** begin **

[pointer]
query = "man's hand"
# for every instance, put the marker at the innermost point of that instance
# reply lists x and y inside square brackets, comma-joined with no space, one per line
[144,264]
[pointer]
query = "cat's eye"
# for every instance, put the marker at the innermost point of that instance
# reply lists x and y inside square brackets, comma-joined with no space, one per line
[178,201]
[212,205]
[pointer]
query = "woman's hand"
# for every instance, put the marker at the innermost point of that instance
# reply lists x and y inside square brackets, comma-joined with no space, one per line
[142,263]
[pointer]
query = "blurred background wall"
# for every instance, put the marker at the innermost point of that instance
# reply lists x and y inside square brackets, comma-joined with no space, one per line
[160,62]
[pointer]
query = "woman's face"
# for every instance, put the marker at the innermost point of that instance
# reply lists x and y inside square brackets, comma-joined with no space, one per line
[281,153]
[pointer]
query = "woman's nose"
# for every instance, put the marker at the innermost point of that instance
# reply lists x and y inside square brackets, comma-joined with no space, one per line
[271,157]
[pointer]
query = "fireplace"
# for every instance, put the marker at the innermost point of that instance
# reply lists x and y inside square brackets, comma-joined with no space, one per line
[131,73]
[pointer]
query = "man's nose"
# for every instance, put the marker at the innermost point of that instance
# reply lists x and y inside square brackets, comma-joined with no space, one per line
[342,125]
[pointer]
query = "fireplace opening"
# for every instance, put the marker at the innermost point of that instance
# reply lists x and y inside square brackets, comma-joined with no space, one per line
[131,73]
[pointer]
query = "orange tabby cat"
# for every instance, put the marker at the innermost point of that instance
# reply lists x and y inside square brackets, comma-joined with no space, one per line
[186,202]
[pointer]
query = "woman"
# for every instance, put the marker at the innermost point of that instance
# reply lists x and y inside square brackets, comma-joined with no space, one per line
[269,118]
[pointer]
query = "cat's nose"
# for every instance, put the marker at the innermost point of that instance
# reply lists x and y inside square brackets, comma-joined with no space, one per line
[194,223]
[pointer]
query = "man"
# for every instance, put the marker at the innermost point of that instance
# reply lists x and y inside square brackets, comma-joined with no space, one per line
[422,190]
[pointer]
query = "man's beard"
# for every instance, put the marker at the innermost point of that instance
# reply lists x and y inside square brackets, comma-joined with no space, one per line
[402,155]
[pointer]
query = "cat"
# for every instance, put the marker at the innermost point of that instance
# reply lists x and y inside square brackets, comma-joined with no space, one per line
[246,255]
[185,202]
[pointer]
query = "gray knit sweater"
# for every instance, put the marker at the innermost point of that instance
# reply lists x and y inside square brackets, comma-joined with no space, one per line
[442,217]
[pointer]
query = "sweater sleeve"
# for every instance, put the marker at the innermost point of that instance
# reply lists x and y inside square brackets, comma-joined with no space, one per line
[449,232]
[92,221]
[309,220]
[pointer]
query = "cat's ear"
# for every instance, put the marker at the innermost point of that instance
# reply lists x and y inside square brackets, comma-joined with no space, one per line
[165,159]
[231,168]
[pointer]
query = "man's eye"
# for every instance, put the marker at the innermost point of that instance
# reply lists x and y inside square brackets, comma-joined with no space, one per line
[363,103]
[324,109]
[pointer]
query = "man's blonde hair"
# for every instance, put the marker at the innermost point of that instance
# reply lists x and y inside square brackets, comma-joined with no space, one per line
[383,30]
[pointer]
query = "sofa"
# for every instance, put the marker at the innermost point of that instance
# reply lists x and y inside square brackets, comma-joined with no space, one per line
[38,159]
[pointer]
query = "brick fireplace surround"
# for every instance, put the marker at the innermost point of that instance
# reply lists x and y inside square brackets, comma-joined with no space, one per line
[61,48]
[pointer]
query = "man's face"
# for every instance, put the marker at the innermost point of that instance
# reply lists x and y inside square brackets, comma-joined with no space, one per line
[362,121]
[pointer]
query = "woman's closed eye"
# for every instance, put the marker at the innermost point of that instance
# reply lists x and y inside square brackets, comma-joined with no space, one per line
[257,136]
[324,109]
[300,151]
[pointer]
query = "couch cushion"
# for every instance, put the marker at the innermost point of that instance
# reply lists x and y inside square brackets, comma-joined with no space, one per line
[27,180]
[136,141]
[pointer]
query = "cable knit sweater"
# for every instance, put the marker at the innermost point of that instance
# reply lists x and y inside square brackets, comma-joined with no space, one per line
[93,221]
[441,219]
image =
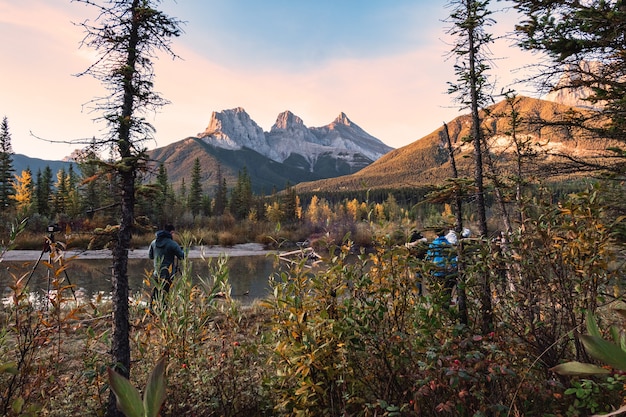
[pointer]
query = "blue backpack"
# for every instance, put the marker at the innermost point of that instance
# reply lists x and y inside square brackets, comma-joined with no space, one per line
[440,253]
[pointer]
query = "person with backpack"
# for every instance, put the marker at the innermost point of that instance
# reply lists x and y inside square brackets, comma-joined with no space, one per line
[165,252]
[444,263]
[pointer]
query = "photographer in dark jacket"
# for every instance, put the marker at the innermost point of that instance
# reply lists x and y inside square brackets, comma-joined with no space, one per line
[164,251]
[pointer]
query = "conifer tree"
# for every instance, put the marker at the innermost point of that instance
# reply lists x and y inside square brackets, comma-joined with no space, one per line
[43,191]
[195,189]
[469,19]
[6,167]
[126,34]
[583,42]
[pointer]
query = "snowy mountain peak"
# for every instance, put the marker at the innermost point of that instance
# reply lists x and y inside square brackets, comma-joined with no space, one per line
[290,138]
[234,129]
[342,119]
[287,120]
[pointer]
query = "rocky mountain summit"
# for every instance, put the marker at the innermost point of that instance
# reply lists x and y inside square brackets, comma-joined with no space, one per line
[290,141]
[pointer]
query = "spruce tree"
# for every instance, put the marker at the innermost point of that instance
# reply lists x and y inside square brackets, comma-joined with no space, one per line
[195,189]
[6,167]
[126,35]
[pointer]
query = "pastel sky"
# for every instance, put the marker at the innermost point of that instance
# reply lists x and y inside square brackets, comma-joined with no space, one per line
[385,63]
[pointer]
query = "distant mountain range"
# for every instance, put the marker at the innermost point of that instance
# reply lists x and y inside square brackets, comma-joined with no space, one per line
[288,154]
[426,162]
[342,156]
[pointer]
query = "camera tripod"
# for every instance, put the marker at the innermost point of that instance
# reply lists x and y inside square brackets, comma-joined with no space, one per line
[47,248]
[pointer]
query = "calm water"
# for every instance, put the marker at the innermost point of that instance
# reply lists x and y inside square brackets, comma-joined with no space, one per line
[248,275]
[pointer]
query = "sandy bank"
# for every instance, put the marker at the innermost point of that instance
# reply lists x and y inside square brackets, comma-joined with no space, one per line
[245,249]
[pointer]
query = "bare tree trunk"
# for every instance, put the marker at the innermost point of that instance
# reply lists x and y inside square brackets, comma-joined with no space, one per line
[120,349]
[486,304]
[461,295]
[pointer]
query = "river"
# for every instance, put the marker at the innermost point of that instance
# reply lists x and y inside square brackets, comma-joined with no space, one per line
[90,271]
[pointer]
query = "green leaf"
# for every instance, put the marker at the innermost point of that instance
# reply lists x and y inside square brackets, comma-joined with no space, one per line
[578,369]
[607,352]
[155,390]
[128,398]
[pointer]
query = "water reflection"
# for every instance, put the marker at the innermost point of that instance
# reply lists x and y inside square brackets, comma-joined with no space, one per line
[248,275]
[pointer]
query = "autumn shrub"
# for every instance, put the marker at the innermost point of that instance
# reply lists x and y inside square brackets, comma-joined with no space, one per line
[554,271]
[357,338]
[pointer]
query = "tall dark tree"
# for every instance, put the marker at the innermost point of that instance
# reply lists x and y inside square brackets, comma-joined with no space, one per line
[61,194]
[6,166]
[43,191]
[241,195]
[164,194]
[195,189]
[472,88]
[585,41]
[470,19]
[221,193]
[126,34]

** end **

● PROBLEM DESCRIPTION
Reproduce all the records verbatim, excluding images.

● THE RESPONSE
[pointer]
query = "man's hand"
# for every instance, put the marker at the innermost point of that instance
# reply lists x and y inside square brackets, comma-joined with no space, one per line
[144,264]
[pointer]
query = "cat's eye"
# for every instance, put the marker at the innermost point of that instance
# reply lists x and y inside square brackets, comma-joined with no space, one per line
[178,201]
[212,205]
[pointer]
query = "woman's hand"
# for every instance, put the marker at the innermost point of that instance
# reply lists x and y inside square brackets, comma-joined with no space, one per line
[142,263]
[pointer]
query = "blurred background wall"
# for every instance, put the marker at the innermost point of that instance
# reply lists x and y inside square brackets, comma-joined with no space, one per line
[160,62]
[pointer]
query = "woman's face"
# for every instance, put the marker at the innermost point of that instance
# reply lists x and y inside square brackets, comma-joined with no space, one per line
[281,153]
[pointer]
query = "woman's nose"
# for every instance, put the marker at the innermost point of that instance
# reply lists x and y inside square brackets, comma-joined with no space, one per line
[271,157]
[pointer]
query = "fireplace"
# for every instance, put the marker at the innermost point of that instance
# reply lists x and y inside square brackets, comma-joined with no space, one per line
[131,73]
[pointer]
query = "man's nose"
# for every instance, put the marker at the innermost point of that instance
# reply lists x and y inside square brackets, comma-joined with no space, one per line
[342,125]
[pointer]
query = "fireplace opening"
# for every instance, put the marker at the innermost point of that instance
# reply lists x and y inside square brackets, comma-joined with no space, one per line
[131,73]
[pointer]
query = "orange tabby cat"
# for every instance, put the marker at the innermost point of that instance
# reply lists x and y inside square brackets, comma-joined with no space, one per line
[186,202]
[pointer]
query = "woman"
# for every instance, put the marker at the innermost point of that instance
# reply lists x and y inside square brackets, comma-joined with no space, one per line
[269,118]
[pointer]
query = "cat's nose"
# for every instance, put the marker at the innermost point of that instance
# reply lists x and y inside square brackets, comma-joined with no space, one per line
[194,223]
[pointer]
query = "man"
# for every instance, put the marker at the innermost point of that instance
# reply lists x and y inside square brackets, comma-joined with no space, one per line
[422,190]
[pointer]
query = "man's beard"
# for every instance, put the marker at the innermost point of that instance
# reply lists x and y inside square brackets, comma-joined with no space, one per line
[402,155]
[pointer]
query = "cat"
# for every instance, put the marker at the innermost point of that instance
# reply lists x and y inside square brackets, comma-joined with no space, one per line
[246,255]
[185,202]
[pointer]
query = "gray knit sweater"
# for every instance, put the marker at the innermost point of that instance
# reply lists x and y inside square brackets, comma-joined with no space, one per line
[442,217]
[pointer]
query = "sweater sleeve"
# for every instance, put the marker at the innermost point of that instance
# reply lists x and y inside square brackets, comma-joined with no space, one per line
[449,232]
[92,221]
[309,220]
[pointer]
query = "cat's ear"
# for every instance, put the marker at the innermost point of that instance
# reply lists x and y inside square brackets, comma-joined with no space, one per line
[165,159]
[231,168]
[pointer]
query = "man's eye"
# for every instance, put the marker at the innermost point of that instance
# reply lists x and y inside square brackets, comma-joined with no space, one per line
[363,103]
[324,109]
[pointer]
query = "man's blonde hair"
# for every instance, put the marker at the innermost point of that instance
# reply lists x and y inside square brackets, comma-joined with no space, one per line
[383,30]
[pointer]
query = "sofa"
# for every instance, put the marker at the innermost point of that instance
# reply lists x and y inside square brackets, comma-joined with no space, one per line
[38,159]
[pointer]
query = "brick fireplace surround"
# for every instance, put the marker at the innermost point of that instance
# reply lists x and y inside square brackets, comma-joined with no space, one per line
[61,48]
[pointer]
query = "man's face"
# for every instance, put the marker at the innermost point of that instance
# reply lists x and y inside square brackets, comma-joined with no space, one per line
[362,121]
[pointer]
query = "woman's closed eye"
# for every instance, put the marker at the innermost point of that instance
# reply lists x and y inside square brackets, comma-joined with no space, one per line
[257,136]
[324,109]
[300,151]
[pointer]
query = "couch cushion"
# for every instance, put the marker at the innermost point of that instance
# reply lists x and y inside square brackets, comma-joined with no space, one per line
[27,180]
[136,141]
[pointer]
query = "cable knit sweater"
# for every instance, put the marker at the innermost point of that instance
# reply lists x and y inside square brackets, comma-joined with no space, one per line
[93,221]
[441,219]
image =
[pointer]
query = "blue backpack"
# for every instance, put the marker at the innermost point of that instance
# reply lists x and y inside square brackets, comma-joined with no space, one per line
[440,253]
[pointer]
query = "person with backpack"
# for every instance, put the marker at the innermost point of that instance
# reply lists x and y inside square brackets, comma-joined with no space, one per line
[165,252]
[444,263]
[pointer]
query = "photographer in dark jacket"
# for every instance, put the marker at the innermost point of that instance
# reply lists x and y inside square brackets, comma-joined with no space, one per line
[164,251]
[pointer]
query = "conifer tree"
# for every instance, put the marker at the innermost point of that instance
# reply lists x and y inside square brackets, comma-joined with no space, one per line
[43,191]
[195,189]
[469,19]
[6,167]
[126,34]
[583,42]
[pointer]
query = "snowy mountain peak"
# for every instance, put the marker at the innermost point of that instance
# reply lists x and y inside square brackets, comma-joined with no space, one per line
[290,138]
[234,129]
[342,119]
[287,120]
[pointer]
query = "rocky mountain summit"
# for every instance, put the marker at the innermost point of that instance
# reply lists x and y inside square brackets, comma-joined with no space, one per line
[290,141]
[pointer]
query = "spruce tree"
# for every instance, put the marker at the innermost point of that instance
# reply lists x and y inside square brackets, comma-joined with no space, one per line
[195,189]
[6,167]
[126,35]
[pointer]
query = "pastel sky"
# for every instance, put the marker at the innermost point of that instance
# reply lists x and y inside square brackets, comma-joined with no space, one per line
[385,63]
[pointer]
query = "distant mountain range"
# for every instance, put the marker at the innermost point of that instance
# reply lists x and y inside square brackets, comma-joined with no space, one per line
[288,154]
[426,162]
[342,156]
[pointer]
query = "camera tripod"
# for every instance, put the marker at the innermost point of that instance
# reply lists x and y inside square brackets, comma-joined with no space, one per line
[47,248]
[pointer]
query = "calm water"
# for every instance, put the marker at the innermost point of that instance
# reply lists x and y inside square brackets, comma-joined with no space, one per line
[248,275]
[pointer]
query = "sandy bank"
# for every instance, put the marker at the innermost point of that instance
# reply lists x and y inside square brackets, comma-joined with no space, one per line
[245,249]
[pointer]
query = "bare tree trunk"
# for every instance, put the marker at the innermost point of that instance
# reply lists x and y inside square brackets, comma-joined with no space, one per line
[120,349]
[486,304]
[461,295]
[pointer]
query = "river"
# for every instance, put the marker at the innermost point of that instance
# reply lists x and y inside square brackets, comma-joined with no space, one per line
[90,271]
[pointer]
query = "green leaf"
# for every instance, put the marker at the innermost point of that instance
# reply lists x and y inside square brackets, comma-joined with no space, one per line
[578,369]
[607,352]
[155,390]
[128,398]
[pointer]
query = "water reflection"
# for every instance, put the marker at the innermost point of that instance
# reply lists x and y inside square brackets, comma-joined with no space, one per line
[248,275]
[pointer]
query = "autumn shrub"
# for every instance, put the marker at the innermost point of that instance
# reply lists x and y inside square brackets, comma-joined with no space, one per line
[554,271]
[357,338]
[pointer]
query = "tall dark tree"
# for every instance, put the marker at the innermost point of that instance
# reply lists x and y inside square brackets, comma-joined with no space, one per line
[61,194]
[6,166]
[43,191]
[241,195]
[164,194]
[195,189]
[472,88]
[585,41]
[470,19]
[221,193]
[126,34]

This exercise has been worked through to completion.